= DATASET =
- - -
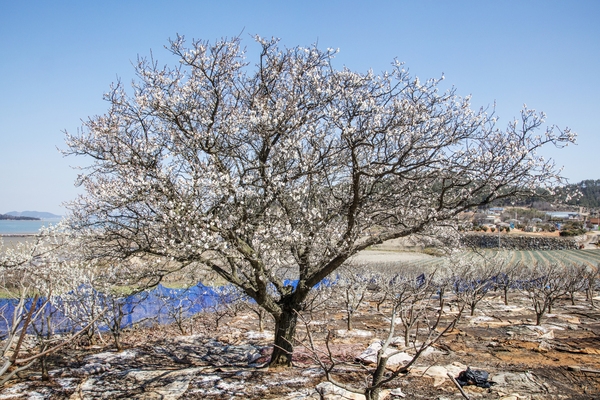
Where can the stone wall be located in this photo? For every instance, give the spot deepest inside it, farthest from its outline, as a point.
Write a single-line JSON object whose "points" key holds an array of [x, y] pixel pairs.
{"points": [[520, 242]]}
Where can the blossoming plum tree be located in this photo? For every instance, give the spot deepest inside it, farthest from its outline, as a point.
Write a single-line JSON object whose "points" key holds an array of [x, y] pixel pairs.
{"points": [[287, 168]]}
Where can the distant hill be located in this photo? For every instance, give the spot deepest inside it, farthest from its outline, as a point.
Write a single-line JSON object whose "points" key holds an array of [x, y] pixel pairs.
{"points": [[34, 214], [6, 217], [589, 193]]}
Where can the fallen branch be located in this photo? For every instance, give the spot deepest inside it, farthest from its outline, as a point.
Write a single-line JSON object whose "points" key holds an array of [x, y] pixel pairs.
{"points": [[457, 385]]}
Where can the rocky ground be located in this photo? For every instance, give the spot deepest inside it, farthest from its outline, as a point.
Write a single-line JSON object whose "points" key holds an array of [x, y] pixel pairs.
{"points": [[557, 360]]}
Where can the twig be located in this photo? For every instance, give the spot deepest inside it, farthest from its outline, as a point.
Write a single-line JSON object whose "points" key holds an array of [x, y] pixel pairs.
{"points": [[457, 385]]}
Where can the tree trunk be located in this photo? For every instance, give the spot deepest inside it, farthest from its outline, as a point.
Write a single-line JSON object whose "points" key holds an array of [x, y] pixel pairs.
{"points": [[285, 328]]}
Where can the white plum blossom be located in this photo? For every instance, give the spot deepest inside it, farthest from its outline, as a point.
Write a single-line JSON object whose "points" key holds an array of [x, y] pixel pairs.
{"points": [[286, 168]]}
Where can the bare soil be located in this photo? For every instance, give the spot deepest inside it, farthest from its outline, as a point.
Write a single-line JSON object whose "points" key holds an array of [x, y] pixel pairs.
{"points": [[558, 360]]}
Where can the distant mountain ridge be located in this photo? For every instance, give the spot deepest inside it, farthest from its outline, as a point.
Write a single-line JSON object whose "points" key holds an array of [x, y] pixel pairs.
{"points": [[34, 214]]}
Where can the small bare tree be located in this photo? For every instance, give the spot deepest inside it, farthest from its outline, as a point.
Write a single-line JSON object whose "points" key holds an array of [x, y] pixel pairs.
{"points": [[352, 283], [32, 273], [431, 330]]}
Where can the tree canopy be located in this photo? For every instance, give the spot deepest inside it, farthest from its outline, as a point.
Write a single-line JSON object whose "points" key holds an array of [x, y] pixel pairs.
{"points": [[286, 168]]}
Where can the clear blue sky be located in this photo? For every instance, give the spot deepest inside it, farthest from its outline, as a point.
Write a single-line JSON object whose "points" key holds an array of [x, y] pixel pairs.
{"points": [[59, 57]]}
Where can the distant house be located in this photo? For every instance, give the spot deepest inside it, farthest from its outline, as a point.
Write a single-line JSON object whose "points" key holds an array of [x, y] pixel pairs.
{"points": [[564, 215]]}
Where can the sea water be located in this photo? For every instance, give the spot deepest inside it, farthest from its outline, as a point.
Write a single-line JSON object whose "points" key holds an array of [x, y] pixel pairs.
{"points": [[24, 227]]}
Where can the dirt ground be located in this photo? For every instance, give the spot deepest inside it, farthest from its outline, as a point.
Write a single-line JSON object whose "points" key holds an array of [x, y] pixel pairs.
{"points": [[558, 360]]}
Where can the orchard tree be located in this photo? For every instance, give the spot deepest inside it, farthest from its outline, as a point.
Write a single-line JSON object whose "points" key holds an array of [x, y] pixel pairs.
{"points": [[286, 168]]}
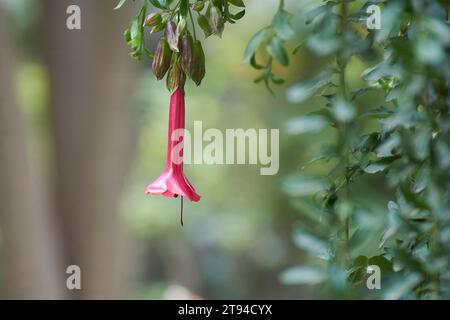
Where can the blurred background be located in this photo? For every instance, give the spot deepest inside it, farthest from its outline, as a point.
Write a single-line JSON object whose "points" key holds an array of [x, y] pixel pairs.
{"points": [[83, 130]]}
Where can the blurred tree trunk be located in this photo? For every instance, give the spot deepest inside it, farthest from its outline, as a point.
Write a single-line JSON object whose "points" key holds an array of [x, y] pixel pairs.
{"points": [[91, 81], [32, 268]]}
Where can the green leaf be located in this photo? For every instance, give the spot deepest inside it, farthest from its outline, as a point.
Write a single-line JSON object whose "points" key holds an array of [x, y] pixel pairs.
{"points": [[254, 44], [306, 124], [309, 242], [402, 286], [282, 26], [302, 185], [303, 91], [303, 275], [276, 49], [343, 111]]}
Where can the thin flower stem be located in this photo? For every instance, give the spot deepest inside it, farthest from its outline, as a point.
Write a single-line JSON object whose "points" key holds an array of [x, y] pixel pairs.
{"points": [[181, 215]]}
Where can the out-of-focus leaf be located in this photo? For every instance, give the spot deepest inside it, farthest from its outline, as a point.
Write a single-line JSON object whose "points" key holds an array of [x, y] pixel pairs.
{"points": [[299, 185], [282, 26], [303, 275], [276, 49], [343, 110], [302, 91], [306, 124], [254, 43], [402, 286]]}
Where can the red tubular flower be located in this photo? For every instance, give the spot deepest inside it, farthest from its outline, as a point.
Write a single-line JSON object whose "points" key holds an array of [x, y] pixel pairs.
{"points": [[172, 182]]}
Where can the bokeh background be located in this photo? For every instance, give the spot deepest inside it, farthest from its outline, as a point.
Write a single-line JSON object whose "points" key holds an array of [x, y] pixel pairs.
- - -
= YOUR TASK =
Count of lines with the string "plum" in the material above: give that number only.

= SOLUTION TO THIS EXERCISE =
2